"""

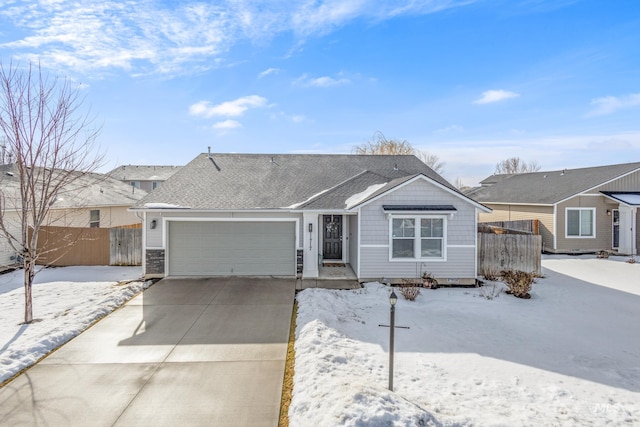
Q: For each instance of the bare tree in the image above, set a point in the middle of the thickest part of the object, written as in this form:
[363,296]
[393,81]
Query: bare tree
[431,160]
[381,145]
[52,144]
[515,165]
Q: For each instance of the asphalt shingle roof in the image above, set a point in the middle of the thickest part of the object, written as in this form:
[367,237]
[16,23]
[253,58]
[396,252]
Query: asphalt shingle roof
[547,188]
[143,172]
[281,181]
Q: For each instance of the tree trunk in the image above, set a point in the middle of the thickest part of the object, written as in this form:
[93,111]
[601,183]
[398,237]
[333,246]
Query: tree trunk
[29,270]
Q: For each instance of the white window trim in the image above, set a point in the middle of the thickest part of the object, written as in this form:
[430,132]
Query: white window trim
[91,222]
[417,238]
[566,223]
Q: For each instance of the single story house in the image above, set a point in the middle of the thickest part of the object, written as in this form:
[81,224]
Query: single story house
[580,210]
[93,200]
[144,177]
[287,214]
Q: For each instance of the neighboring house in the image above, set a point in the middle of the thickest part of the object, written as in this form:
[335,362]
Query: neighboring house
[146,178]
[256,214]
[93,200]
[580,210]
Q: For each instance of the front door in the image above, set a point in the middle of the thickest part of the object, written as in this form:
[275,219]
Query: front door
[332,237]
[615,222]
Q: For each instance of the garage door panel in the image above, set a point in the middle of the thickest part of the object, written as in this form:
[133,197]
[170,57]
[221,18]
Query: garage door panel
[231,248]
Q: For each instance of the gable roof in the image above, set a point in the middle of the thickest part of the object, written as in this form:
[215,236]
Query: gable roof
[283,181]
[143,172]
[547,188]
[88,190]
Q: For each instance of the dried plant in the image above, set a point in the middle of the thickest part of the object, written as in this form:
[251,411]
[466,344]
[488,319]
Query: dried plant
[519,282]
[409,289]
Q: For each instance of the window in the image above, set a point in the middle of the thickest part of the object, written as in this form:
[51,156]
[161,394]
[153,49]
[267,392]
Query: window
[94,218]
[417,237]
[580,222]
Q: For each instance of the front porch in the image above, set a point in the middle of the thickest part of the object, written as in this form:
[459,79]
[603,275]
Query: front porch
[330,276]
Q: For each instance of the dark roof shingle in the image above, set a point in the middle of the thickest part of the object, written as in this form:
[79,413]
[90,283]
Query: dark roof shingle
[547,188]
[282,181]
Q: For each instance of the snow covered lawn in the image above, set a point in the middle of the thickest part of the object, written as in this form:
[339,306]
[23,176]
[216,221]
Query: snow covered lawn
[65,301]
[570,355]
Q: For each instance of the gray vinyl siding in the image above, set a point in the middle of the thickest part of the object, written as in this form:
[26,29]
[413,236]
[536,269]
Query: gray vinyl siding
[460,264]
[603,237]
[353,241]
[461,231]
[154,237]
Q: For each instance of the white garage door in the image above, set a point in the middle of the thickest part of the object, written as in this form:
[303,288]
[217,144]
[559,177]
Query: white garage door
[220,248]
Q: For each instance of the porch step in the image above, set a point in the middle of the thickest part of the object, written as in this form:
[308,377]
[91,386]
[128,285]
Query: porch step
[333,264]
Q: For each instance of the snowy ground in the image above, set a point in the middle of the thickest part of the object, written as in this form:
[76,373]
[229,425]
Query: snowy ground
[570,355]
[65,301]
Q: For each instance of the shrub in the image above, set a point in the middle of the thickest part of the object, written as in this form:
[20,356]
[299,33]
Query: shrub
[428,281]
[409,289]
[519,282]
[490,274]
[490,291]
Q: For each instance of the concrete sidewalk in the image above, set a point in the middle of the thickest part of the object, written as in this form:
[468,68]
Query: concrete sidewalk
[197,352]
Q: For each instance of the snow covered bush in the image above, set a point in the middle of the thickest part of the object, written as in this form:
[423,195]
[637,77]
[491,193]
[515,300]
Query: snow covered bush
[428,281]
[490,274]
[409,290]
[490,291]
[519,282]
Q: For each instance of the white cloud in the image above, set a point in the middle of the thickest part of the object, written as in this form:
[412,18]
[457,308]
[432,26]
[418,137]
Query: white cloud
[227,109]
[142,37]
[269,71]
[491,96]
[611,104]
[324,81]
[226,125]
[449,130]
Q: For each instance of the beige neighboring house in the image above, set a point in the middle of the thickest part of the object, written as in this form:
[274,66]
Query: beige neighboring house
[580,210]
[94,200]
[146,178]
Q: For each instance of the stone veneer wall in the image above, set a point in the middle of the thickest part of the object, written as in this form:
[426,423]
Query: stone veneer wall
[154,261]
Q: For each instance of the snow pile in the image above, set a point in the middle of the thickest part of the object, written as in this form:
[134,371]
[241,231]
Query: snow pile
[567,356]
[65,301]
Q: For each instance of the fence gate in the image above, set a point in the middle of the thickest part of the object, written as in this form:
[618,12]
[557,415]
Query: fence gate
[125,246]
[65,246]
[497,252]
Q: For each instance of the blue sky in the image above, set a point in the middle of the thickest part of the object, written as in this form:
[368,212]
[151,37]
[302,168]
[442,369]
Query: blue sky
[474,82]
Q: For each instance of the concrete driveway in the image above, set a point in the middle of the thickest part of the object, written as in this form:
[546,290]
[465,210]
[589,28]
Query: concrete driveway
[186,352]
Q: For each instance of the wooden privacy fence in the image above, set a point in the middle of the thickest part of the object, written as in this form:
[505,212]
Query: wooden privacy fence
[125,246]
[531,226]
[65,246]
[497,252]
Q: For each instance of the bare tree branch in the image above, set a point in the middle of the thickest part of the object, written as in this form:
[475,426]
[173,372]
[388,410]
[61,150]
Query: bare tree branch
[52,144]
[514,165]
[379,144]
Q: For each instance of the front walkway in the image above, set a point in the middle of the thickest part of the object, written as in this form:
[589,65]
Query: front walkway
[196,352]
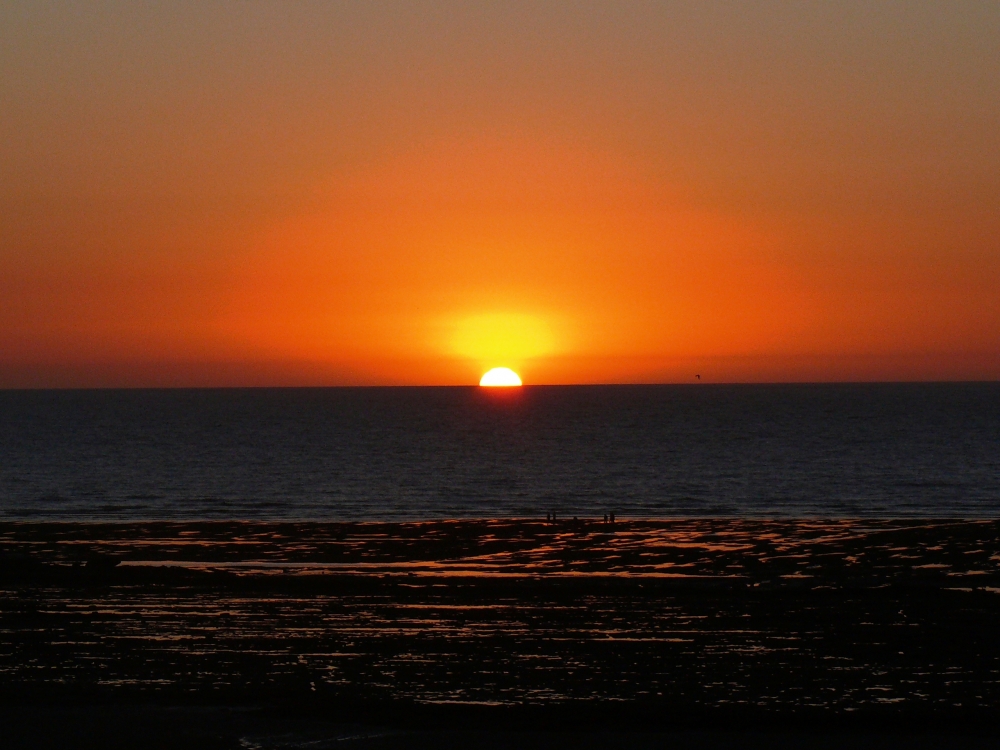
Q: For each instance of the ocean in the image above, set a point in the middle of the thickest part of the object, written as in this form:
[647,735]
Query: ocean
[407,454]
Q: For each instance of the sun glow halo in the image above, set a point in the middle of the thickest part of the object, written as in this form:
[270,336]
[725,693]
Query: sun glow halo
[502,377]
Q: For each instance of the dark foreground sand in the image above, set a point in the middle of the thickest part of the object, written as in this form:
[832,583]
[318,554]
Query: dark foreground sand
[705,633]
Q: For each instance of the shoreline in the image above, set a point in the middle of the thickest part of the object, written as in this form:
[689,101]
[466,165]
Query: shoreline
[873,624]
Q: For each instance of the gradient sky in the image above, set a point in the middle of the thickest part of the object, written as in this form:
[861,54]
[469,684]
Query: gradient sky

"""

* _YOUR INSTRUCTIONS_: Go to the line containing "Q: For each instance of the fence" and set it down, along with every later line through the last one, exactly as written and without the pictures.

* _FULL RESPONSE_:
Q: For each instance of the fence gate in the image above, set a point in the middle of the thickest part of the object, written as in this form:
[618,12]
[557,415]
Query: fence gate
[125,246]
[65,246]
[497,252]
Q: For each instance of the blue sky in the image above, set a point in the middle of the thickest part of the object, written as in this form:
[368,212]
[151,37]
[302,168]
[442,369]
Query: blue sky
[474,82]
Q: For each instance of the concrete driveway in the image above, set a point in the middle of the thickest part of the object, written as in this form:
[546,290]
[465,210]
[589,28]
Query: concrete driveway
[186,352]
Q: For each instance of the wooden privacy fence in the image above, set a point in the middle of the thickest part of the object, written as in this form:
[505,212]
Query: wooden privacy fence
[125,246]
[531,226]
[65,246]
[497,252]
Q: For each instance of the bare tree branch in the image above, set a point in the middle of the thickest part of the object, written as in this form:
[475,426]
[173,372]
[388,410]
[61,150]
Query: bare tree branch
[52,144]
[514,165]
[379,144]
Q: For each instance of the front walkway in the image above, set a point in the middle of the thickest part of the object, written as in this form:
[589,65]
Query: front walkway
[196,352]
Q: For each instance of the ocean in the image above, set a point in the middle of the thickest part of the object, written as in this form:
[647,735]
Query: ocean
[407,454]
Q: For each instance of the sun glow halo in the image above, set a point in the middle of the thickest part of the object, written as in this form:
[270,336]
[725,693]
Query: sun glow halo
[502,377]
Q: For each instance of the dark foreground sand in the image above, set a point in the middle of the thickest part of the object, written as in this form:
[832,583]
[318,554]
Query: dark foreground sand
[705,633]
Q: For each instance of the shoreline in the image above, set a point in the middle of the thickest part of the object, written as in this form:
[689,101]
[466,165]
Query: shoreline
[873,624]
Q: For each instance of the gradient sky in the image above, set a point in the middle of the thickest part of the object, written as in this form:
[861,54]
[469,684]
Query: gradient sky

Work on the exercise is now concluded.